*WHAT YOU SHOULD DO*. Reproduce every one of the rows below word for word, leaving out the pictures.
Start of RECORDS FOR PROCESSING
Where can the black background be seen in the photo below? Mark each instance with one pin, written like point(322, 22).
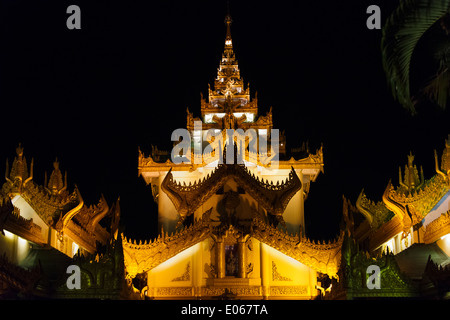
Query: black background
point(90, 97)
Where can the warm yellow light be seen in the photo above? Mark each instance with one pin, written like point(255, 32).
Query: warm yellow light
point(75, 248)
point(8, 234)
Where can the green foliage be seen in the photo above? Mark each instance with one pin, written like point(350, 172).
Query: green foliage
point(403, 29)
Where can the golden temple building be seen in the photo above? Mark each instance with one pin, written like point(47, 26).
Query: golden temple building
point(230, 228)
point(231, 218)
point(45, 228)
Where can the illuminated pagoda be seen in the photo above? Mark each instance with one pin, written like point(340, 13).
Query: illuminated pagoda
point(45, 228)
point(231, 220)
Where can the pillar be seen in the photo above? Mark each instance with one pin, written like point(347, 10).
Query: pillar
point(220, 254)
point(265, 271)
point(241, 258)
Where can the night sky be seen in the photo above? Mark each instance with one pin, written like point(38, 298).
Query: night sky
point(90, 97)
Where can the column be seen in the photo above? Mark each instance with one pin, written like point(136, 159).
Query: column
point(241, 258)
point(265, 271)
point(220, 253)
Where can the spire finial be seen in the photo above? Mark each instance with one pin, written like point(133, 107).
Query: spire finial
point(228, 21)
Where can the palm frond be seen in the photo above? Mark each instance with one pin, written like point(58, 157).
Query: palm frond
point(401, 33)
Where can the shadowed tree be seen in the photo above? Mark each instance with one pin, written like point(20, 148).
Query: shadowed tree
point(429, 22)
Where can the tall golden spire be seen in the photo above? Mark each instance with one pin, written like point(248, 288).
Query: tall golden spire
point(228, 41)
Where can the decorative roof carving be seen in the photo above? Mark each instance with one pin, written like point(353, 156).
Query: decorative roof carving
point(438, 228)
point(376, 213)
point(322, 257)
point(273, 197)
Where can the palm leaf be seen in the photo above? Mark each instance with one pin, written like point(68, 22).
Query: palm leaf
point(401, 33)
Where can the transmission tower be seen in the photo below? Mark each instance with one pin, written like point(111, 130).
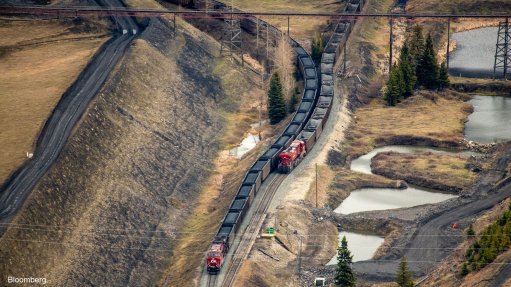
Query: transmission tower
point(231, 42)
point(502, 51)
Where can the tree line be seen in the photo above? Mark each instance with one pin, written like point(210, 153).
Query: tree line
point(417, 67)
point(492, 241)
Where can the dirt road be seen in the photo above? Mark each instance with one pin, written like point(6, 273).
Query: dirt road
point(434, 238)
point(64, 117)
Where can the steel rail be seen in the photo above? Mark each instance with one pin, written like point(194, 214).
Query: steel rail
point(250, 234)
point(146, 12)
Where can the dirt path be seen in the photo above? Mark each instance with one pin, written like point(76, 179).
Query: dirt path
point(434, 239)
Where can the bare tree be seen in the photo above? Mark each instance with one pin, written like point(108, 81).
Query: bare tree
point(284, 65)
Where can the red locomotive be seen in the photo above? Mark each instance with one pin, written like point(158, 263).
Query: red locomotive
point(291, 156)
point(215, 256)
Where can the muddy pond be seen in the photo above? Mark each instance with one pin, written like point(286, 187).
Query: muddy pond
point(490, 121)
point(474, 55)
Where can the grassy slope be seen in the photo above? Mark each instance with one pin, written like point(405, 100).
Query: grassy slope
point(438, 119)
point(301, 28)
point(38, 61)
point(443, 172)
point(137, 161)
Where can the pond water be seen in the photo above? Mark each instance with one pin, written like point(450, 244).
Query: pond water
point(367, 199)
point(490, 121)
point(362, 246)
point(475, 53)
point(245, 146)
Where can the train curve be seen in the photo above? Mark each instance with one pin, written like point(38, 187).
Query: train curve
point(306, 125)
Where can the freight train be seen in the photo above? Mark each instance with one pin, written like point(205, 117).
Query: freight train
point(297, 139)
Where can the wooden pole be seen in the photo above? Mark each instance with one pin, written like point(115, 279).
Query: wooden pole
point(391, 40)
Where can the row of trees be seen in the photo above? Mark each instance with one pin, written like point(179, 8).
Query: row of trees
point(417, 67)
point(495, 239)
point(344, 274)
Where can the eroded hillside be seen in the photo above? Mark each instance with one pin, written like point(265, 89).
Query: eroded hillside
point(111, 207)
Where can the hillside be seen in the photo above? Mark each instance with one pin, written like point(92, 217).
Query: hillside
point(39, 60)
point(110, 208)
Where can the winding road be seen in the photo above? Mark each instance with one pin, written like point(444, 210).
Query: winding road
point(66, 114)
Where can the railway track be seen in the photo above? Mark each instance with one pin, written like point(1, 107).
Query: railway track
point(211, 281)
point(250, 234)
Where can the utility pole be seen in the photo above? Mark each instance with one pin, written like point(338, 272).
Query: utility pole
point(267, 44)
point(391, 40)
point(257, 37)
point(344, 60)
point(316, 185)
point(288, 27)
point(448, 43)
point(300, 257)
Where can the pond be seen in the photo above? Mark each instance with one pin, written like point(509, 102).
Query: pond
point(362, 246)
point(475, 53)
point(490, 121)
point(245, 146)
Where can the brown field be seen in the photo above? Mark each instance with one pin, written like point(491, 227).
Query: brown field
point(445, 172)
point(300, 27)
point(39, 61)
point(438, 119)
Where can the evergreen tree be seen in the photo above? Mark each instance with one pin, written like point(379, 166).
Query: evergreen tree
point(294, 101)
point(395, 87)
point(317, 47)
point(443, 77)
point(416, 44)
point(276, 104)
point(470, 231)
point(408, 71)
point(427, 68)
point(464, 269)
point(404, 278)
point(343, 274)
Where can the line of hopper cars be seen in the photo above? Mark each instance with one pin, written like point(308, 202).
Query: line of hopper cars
point(305, 128)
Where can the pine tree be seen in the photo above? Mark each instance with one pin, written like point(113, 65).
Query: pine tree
point(404, 278)
point(470, 231)
point(416, 44)
point(427, 68)
point(395, 87)
point(276, 104)
point(443, 77)
point(408, 71)
point(343, 274)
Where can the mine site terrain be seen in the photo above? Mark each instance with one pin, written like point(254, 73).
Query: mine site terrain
point(197, 143)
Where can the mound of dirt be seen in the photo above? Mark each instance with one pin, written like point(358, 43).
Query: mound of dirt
point(110, 209)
End of RECORDS FOR PROCESSING
*OUTPUT BELOW*.
Where can the black background be seen in the photo below? Mark each instance with one pin, written like point(322, 22).
Query: black background
point(90, 97)
Where can the warm yellow light be seen in the photo above? Mark each instance with one pin, written like point(255, 32).
Query: warm yellow light
point(75, 248)
point(8, 234)
Where can the green foliage be seen in the photo above? Mark each instance with one pin, written like point(350, 172).
Query: green foliage
point(403, 29)
Where can the golden temple building be seen in the photo above? Mark each instance with one pin, written like point(47, 26).
Query: golden temple building
point(230, 228)
point(231, 218)
point(45, 228)
Where can the illuminated pagoda be seen in the photo above? Mark each instance with one pin, written like point(340, 13).
Query: illuminated pagoda
point(45, 228)
point(231, 220)
Where can the pillar be seen in the photo above? Mark each instance with one pin, written like point(347, 10).
Query: pillar
point(220, 254)
point(265, 271)
point(241, 258)
Where can the night sky be seen in the photo above? Mark each instance with one pin, written like point(38, 298).
Query: night sky
point(90, 97)
Where can the column be seen in the photo above? Mark each instance with one pin, written like point(136, 159).
Query: column
point(241, 258)
point(265, 271)
point(220, 253)
Where can the spire finial be seen in the photo above? Mark each instance with one pin, written like point(133, 107).
Query: spire finial
point(228, 21)
Where can the palm frond be seen in the photo above? Mark each instance with one pin, written like point(58, 157).
Query: palm frond
point(401, 33)
Where can the shadowed tree be seen in the photo above? Mark each instance with one pin, written like point(20, 148).
Query: shadowed tree
point(429, 22)
Where can the tall golden spire be seen in the photo above? Mark each instance with one pin, written like point(248, 288).
Query: tall golden spire
point(228, 41)
Where can the decorative roof carving be seen in the photo above? Mark each instance with one pin, written like point(353, 156).
Query: decorative roof carving
point(438, 228)
point(376, 213)
point(322, 257)
point(273, 197)
Where can the palm leaf be seen in the photo above? Mark each instance with one pin, written like point(68, 22).
Query: palm leaf
point(401, 33)
Where can the transmission tower be seen in the photo below? Mark each instance with one pin, written like point(111, 130).
Query: transmission tower
point(231, 42)
point(502, 51)
Where can the tree line be seen in the photo above? Mark each instance with one pin, written like point(210, 153).
Query: tree line
point(417, 67)
point(492, 241)
Where can the dirt road be seen in the photo above? Mark each instance with one pin, written like point(6, 273).
Query: dirt road
point(434, 238)
point(64, 117)
Where can the steel rail be seen in the photo above? Mark each instance with one pin, written like point(194, 214).
Query: steel rail
point(250, 234)
point(146, 12)
Where can the dirt path be seen in the photo above? Mark each instance with one pin, written like point(76, 179).
Query: dirt path
point(434, 239)
Where can the bare tree be seen in the photo above? Mark each instance with one pin, written like point(108, 81).
Query: bare tree
point(284, 65)
Where can the red locomotive be seen in the photo above? Mark each instance with one pin, written like point(158, 263).
Query: red locomotive
point(291, 156)
point(215, 256)
Where can the muddy pond be seen in the photo above? Mark each instance with one pin, written like point(286, 187).
Query: muddy pond
point(490, 121)
point(474, 55)
Where can the grassy slope be seen in the photo above? Mark each instance with one pin, written like point(405, 100).
Query: grassy slope
point(438, 119)
point(301, 28)
point(38, 61)
point(443, 172)
point(137, 161)
Where can the pond water be seen in the photo above? Mark each instance with one pin, written like point(450, 244).
Query: pond water
point(367, 199)
point(490, 121)
point(362, 246)
point(475, 53)
point(245, 146)
Where can the train curve be seen in the photo above? Mark each instance with one pin, written like point(38, 187).
Query: train curve
point(306, 125)
Where can the freight train be seen in the photo above? Mark each instance with one pin, written like point(205, 117).
Query: freight train
point(297, 139)
Where can the wooden pole be seen in the photo above? Mark each instance with one pin, written like point(115, 279).
Query: wooden pole
point(391, 40)
Where can the row of trees be seen in the photo above? Mark each instance with one pin, written like point(179, 8).
Query: row of trees
point(417, 67)
point(495, 239)
point(344, 274)
Where can the eroded hillside be seen in the photo above? Mark each instance with one pin, written like point(265, 89).
Query: eroded hillside
point(111, 207)
Where can the hillside be seen in the photo above? Mark each instance with one pin, written like point(92, 217).
Query: hillside
point(39, 60)
point(110, 208)
Where can the winding road be seen in the photo above? Mark each instance with one pin, written like point(444, 210).
Query: winding road
point(66, 114)
Where can the railway track be seen in the photo above? Mark each instance with one pin, written like point(1, 107).
Query: railway track
point(211, 281)
point(250, 234)
Where can the utility pole be seen in the photo above? Mark each instance with one pin, written like point(338, 272).
Query: utility pole
point(267, 44)
point(391, 40)
point(257, 37)
point(344, 60)
point(316, 185)
point(288, 27)
point(448, 43)
point(300, 257)
Where can the pond be seen in the photo above? Mark each instance with one pin, written like point(509, 102).
Query: pond
point(362, 246)
point(475, 53)
point(490, 121)
point(245, 146)
Where can the brown field be seen in the photo above? Mark each instance with one pin, written like point(491, 227).
Query: brown field
point(445, 172)
point(300, 27)
point(39, 61)
point(438, 119)
Where can the evergreen tree be seen in the photo above? Mark each instance with one pin, written like point(379, 166).
Query: evergreen tree
point(294, 101)
point(395, 87)
point(317, 47)
point(443, 77)
point(416, 44)
point(276, 104)
point(470, 231)
point(408, 71)
point(427, 68)
point(464, 269)
point(404, 278)
point(343, 274)
Where can the line of hopper cars be seen in the photo above? Mark each instance with one pin, written like point(308, 202).
Query: line of hopper cars
point(305, 128)
Where can the pine tree be seen in the photo above? Mark each instance with one pin, written like point(113, 65).
Query: pine tree
point(404, 278)
point(470, 231)
point(416, 44)
point(427, 68)
point(395, 87)
point(276, 104)
point(443, 77)
point(408, 71)
point(343, 274)
Where can the mine site terrain be seen in the photo above? Mark each instance with one pin, written like point(254, 73).
Query: mine site terrain
point(197, 143)
Where can the mound of dirt be seen in the photo above? Mark each instance with one pin, written like point(358, 43).
Query: mound of dirt
point(110, 209)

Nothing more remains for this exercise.